YOUR INSTRUCTIONS:
Going down the listing below, print exactly each line from the one with "Target: windshield wiper" up to and including the one with "the rear side", and skip the rest.

-- EXCERPTED DATA follows --

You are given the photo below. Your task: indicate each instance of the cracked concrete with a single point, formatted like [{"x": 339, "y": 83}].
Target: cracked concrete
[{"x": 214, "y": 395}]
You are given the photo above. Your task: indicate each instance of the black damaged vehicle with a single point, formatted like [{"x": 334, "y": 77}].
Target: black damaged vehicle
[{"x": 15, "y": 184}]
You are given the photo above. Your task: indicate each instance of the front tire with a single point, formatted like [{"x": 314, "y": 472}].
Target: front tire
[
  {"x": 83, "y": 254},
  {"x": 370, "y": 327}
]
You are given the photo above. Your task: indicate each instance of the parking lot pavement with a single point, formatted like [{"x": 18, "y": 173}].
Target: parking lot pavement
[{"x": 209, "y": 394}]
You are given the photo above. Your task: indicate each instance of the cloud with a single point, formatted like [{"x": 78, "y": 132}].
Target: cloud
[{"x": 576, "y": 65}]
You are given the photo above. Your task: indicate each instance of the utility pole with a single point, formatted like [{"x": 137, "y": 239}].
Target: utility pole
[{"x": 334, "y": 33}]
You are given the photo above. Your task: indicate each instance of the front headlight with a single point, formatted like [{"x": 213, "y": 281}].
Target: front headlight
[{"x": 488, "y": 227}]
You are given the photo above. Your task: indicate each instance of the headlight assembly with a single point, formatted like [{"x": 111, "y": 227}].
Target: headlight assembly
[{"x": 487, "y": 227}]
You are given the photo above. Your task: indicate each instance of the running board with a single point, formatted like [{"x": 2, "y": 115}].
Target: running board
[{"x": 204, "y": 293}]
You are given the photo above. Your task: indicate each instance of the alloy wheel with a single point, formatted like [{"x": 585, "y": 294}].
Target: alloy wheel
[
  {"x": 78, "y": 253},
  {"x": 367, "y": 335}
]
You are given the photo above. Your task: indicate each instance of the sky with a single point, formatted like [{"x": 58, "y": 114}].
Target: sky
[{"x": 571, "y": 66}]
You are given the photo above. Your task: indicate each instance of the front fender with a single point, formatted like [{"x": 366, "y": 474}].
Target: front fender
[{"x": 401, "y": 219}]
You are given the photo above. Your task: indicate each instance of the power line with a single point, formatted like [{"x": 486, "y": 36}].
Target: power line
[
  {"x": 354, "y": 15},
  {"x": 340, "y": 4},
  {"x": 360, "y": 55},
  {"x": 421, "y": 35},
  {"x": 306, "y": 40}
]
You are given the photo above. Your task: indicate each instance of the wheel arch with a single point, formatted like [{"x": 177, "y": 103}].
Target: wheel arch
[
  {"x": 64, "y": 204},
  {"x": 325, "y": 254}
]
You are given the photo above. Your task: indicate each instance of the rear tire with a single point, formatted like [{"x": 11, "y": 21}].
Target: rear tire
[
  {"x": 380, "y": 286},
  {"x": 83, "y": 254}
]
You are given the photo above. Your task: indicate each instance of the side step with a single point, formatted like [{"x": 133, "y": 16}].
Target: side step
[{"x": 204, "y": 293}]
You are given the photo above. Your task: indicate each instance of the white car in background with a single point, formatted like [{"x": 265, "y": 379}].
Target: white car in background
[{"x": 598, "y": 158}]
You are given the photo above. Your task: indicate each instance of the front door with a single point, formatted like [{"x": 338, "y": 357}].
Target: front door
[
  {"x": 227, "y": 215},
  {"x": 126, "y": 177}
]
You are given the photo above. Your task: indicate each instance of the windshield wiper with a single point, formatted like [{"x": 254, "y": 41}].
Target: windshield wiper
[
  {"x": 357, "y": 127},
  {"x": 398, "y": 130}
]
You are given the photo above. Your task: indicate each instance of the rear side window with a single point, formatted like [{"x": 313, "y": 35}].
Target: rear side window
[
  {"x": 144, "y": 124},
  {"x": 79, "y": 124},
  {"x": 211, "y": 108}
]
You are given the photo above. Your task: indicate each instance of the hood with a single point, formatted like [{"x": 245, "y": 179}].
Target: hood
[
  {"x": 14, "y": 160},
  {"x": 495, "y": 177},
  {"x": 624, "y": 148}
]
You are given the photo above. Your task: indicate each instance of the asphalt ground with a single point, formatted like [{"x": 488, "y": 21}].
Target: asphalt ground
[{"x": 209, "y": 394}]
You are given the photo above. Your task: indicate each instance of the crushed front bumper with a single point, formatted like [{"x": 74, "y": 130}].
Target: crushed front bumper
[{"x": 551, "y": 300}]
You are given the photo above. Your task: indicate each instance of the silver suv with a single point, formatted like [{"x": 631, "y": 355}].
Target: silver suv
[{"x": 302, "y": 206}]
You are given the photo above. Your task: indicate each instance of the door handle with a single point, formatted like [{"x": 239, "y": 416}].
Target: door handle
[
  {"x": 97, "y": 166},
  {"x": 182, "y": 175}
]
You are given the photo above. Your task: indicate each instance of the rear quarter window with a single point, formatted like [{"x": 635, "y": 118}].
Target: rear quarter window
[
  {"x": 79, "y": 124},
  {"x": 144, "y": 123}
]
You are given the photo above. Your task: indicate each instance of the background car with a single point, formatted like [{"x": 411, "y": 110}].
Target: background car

-- EXCERPTED DATA concluded --

YOUR SOLUTION:
Target: windshield wiper
[
  {"x": 357, "y": 127},
  {"x": 398, "y": 130}
]
You are given the photo above. Your task: indicate each instance of the rear side window with a single point, formatted like [{"x": 313, "y": 35}].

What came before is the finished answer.